WHAT YOU NEED TO DO: Retype only what runs from the first line of the records to the line with "x=91, y=363", inclusive, and no pictures.

Dataset records
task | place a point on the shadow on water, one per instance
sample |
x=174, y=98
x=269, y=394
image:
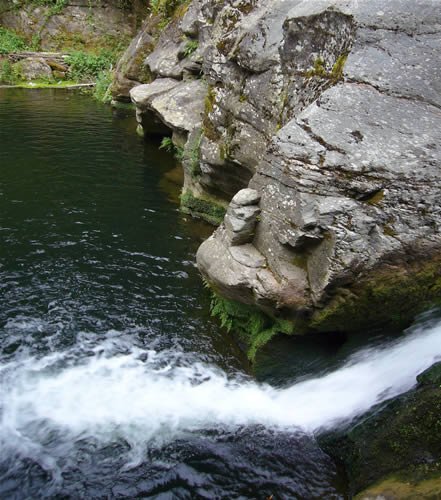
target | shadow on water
x=115, y=382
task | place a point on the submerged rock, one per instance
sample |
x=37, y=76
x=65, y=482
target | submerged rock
x=33, y=68
x=397, y=448
x=330, y=111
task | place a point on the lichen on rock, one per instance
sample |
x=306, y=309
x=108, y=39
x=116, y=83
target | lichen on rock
x=306, y=104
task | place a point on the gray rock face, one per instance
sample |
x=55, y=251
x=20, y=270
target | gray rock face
x=331, y=112
x=351, y=181
x=80, y=22
x=179, y=104
x=34, y=68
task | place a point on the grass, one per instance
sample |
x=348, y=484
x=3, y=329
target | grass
x=41, y=84
x=254, y=328
x=10, y=41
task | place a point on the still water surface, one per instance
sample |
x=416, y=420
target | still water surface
x=115, y=383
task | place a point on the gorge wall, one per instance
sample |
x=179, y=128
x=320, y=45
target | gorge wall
x=330, y=111
x=77, y=24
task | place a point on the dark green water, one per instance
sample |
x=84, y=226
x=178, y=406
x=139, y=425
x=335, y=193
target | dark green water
x=114, y=381
x=105, y=339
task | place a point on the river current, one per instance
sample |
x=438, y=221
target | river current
x=114, y=381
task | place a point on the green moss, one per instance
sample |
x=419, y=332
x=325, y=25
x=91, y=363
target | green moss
x=403, y=489
x=8, y=74
x=376, y=198
x=190, y=47
x=192, y=154
x=400, y=441
x=202, y=208
x=210, y=100
x=337, y=70
x=253, y=327
x=168, y=10
x=389, y=298
x=389, y=231
x=171, y=148
x=10, y=41
x=319, y=69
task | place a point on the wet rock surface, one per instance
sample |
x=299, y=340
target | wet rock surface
x=330, y=110
x=396, y=446
x=77, y=24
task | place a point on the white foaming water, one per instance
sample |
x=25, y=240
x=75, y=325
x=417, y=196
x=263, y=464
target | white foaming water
x=141, y=396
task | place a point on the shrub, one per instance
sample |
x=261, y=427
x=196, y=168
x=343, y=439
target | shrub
x=101, y=90
x=8, y=75
x=85, y=66
x=11, y=42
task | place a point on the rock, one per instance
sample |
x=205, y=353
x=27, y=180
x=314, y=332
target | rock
x=246, y=197
x=240, y=223
x=76, y=25
x=33, y=68
x=349, y=183
x=131, y=69
x=330, y=111
x=394, y=442
x=179, y=105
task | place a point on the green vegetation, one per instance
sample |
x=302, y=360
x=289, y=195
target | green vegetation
x=167, y=8
x=203, y=208
x=8, y=75
x=190, y=47
x=192, y=153
x=97, y=68
x=336, y=73
x=168, y=145
x=101, y=92
x=11, y=42
x=85, y=66
x=396, y=448
x=253, y=327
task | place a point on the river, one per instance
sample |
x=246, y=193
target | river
x=115, y=382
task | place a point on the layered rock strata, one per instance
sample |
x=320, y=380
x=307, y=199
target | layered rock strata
x=331, y=111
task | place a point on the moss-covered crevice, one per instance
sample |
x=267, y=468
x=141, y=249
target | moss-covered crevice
x=403, y=488
x=388, y=298
x=252, y=326
x=202, y=207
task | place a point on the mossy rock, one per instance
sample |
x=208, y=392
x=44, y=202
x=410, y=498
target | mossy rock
x=403, y=489
x=390, y=298
x=402, y=440
x=202, y=208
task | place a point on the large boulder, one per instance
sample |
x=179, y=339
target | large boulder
x=395, y=452
x=350, y=219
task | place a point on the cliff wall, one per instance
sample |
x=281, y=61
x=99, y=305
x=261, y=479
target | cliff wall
x=330, y=112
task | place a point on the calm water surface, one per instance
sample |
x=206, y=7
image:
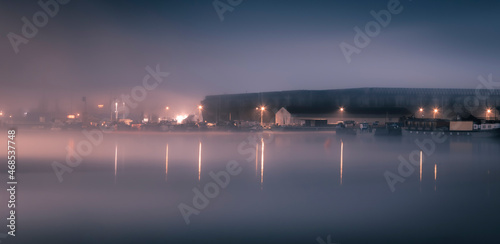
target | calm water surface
x=292, y=188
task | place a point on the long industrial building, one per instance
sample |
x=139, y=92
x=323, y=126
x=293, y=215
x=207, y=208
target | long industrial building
x=381, y=104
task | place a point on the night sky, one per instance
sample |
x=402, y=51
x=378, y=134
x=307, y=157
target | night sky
x=100, y=49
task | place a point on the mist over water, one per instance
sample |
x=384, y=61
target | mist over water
x=129, y=188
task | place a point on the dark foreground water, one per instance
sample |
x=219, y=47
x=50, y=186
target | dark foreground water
x=280, y=188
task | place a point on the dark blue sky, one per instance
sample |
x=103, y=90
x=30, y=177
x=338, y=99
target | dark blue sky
x=100, y=48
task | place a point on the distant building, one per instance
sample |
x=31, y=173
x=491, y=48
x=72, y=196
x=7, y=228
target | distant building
x=371, y=104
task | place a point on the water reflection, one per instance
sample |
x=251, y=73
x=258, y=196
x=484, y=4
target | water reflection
x=256, y=159
x=199, y=162
x=420, y=165
x=116, y=159
x=166, y=162
x=435, y=176
x=341, y=159
x=262, y=163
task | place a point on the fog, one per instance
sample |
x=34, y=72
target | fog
x=312, y=184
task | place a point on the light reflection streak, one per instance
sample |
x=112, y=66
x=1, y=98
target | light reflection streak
x=262, y=163
x=341, y=159
x=166, y=162
x=435, y=176
x=199, y=162
x=116, y=159
x=256, y=159
x=420, y=165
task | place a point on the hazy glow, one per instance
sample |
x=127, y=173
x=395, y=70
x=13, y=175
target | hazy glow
x=166, y=162
x=262, y=163
x=199, y=162
x=420, y=165
x=180, y=118
x=116, y=159
x=341, y=159
x=256, y=158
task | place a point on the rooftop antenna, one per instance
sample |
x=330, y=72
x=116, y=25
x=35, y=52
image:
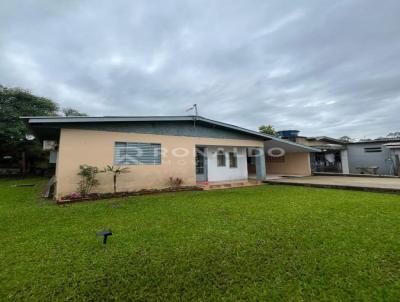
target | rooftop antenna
x=195, y=110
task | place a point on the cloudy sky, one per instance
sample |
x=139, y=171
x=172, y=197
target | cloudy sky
x=323, y=67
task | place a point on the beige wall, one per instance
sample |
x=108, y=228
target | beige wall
x=96, y=148
x=296, y=163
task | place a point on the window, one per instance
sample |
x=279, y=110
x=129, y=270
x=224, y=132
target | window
x=232, y=160
x=373, y=149
x=137, y=154
x=221, y=158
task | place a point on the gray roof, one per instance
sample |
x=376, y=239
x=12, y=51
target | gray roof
x=57, y=122
x=377, y=141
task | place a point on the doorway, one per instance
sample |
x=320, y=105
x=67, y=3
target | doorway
x=201, y=164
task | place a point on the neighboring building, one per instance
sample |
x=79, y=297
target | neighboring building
x=380, y=156
x=333, y=157
x=196, y=149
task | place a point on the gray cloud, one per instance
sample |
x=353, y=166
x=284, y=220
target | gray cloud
x=324, y=67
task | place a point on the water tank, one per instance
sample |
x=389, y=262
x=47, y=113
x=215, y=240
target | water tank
x=288, y=133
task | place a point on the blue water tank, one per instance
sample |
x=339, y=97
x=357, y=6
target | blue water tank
x=288, y=133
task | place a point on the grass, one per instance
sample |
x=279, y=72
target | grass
x=275, y=243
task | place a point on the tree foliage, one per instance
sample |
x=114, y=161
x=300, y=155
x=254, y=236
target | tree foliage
x=14, y=103
x=267, y=129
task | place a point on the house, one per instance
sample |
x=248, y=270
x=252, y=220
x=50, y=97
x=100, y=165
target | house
x=333, y=157
x=379, y=156
x=196, y=149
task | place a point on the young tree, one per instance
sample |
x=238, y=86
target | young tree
x=15, y=138
x=267, y=129
x=116, y=170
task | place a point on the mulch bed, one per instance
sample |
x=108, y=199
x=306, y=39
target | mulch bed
x=98, y=196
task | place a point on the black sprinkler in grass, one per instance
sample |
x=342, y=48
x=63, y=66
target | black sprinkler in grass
x=105, y=235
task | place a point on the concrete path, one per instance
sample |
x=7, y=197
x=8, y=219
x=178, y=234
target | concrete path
x=377, y=184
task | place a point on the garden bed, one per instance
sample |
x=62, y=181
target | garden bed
x=75, y=197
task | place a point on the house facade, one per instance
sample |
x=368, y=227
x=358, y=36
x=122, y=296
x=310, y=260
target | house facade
x=192, y=148
x=380, y=156
x=333, y=157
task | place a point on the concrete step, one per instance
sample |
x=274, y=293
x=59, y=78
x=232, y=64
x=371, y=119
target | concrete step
x=227, y=185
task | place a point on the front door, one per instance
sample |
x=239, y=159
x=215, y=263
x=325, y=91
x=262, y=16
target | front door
x=201, y=164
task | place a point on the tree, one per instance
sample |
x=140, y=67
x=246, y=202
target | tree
x=116, y=171
x=346, y=138
x=68, y=111
x=267, y=129
x=15, y=137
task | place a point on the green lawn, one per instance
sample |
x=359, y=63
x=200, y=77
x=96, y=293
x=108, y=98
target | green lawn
x=263, y=243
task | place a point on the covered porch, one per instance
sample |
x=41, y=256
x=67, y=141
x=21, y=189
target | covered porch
x=285, y=158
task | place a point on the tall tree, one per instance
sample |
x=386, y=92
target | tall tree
x=394, y=134
x=267, y=129
x=15, y=137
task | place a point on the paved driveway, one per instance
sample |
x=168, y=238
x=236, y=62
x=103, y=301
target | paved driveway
x=367, y=183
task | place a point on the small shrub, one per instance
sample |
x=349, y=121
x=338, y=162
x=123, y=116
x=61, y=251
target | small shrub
x=115, y=171
x=175, y=182
x=88, y=176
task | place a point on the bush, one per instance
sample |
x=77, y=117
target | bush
x=88, y=176
x=175, y=182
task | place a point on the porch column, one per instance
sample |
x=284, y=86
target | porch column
x=260, y=164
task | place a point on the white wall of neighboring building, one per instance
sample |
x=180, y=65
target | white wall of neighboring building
x=345, y=161
x=216, y=173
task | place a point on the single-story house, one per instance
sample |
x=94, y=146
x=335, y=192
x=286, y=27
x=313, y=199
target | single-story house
x=195, y=149
x=378, y=156
x=333, y=157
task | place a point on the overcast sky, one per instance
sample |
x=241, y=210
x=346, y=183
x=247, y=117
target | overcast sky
x=323, y=67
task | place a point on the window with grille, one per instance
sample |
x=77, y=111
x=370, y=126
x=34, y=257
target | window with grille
x=232, y=160
x=221, y=158
x=373, y=149
x=137, y=153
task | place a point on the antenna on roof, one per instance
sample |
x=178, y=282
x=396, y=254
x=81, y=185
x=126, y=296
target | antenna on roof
x=196, y=113
x=195, y=109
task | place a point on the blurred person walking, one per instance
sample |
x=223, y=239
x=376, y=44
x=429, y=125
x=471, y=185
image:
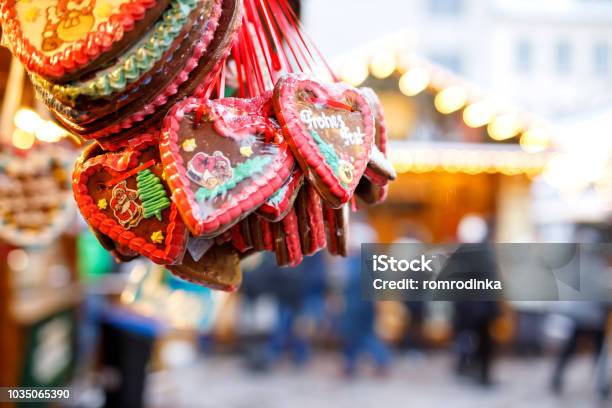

RESPONSE BELOW:
task | place a point on the shadow on water, one per instance
sample |
x=174, y=98
x=269, y=394
image:
target | shadow on water
x=115, y=382
task | place a point on the submerged rock, one per instance
sample |
x=37, y=76
x=65, y=482
target | submerged rock
x=33, y=68
x=397, y=448
x=330, y=111
task | place a point on the lichen on rock, one per instance
sample |
x=306, y=309
x=108, y=39
x=116, y=83
target | lichen on rock
x=306, y=104
task | place a point on the gray rock face, one per instance
sample |
x=55, y=251
x=20, y=270
target | gray rock face
x=331, y=112
x=351, y=181
x=80, y=22
x=179, y=104
x=34, y=68
task | place a point on the grass, one per instance
sample |
x=348, y=484
x=3, y=329
target | grass
x=41, y=84
x=254, y=328
x=10, y=41
task | place a point on the still water surface, one per instance
sample |
x=416, y=420
target | still water surface
x=115, y=383
task | place a point on the gorge wall, one per instance
sample |
x=179, y=128
x=320, y=45
target | gorge wall
x=330, y=111
x=77, y=24
task | place a point on the dark green water, one per instance
sample |
x=84, y=226
x=178, y=406
x=139, y=425
x=335, y=193
target | dark green water
x=114, y=381
x=105, y=339
task | place a point on the river current, one per instance
sample |
x=438, y=221
target | river current
x=114, y=381
task | place a point on the green moss, one per instance
sample |
x=419, y=332
x=325, y=25
x=91, y=363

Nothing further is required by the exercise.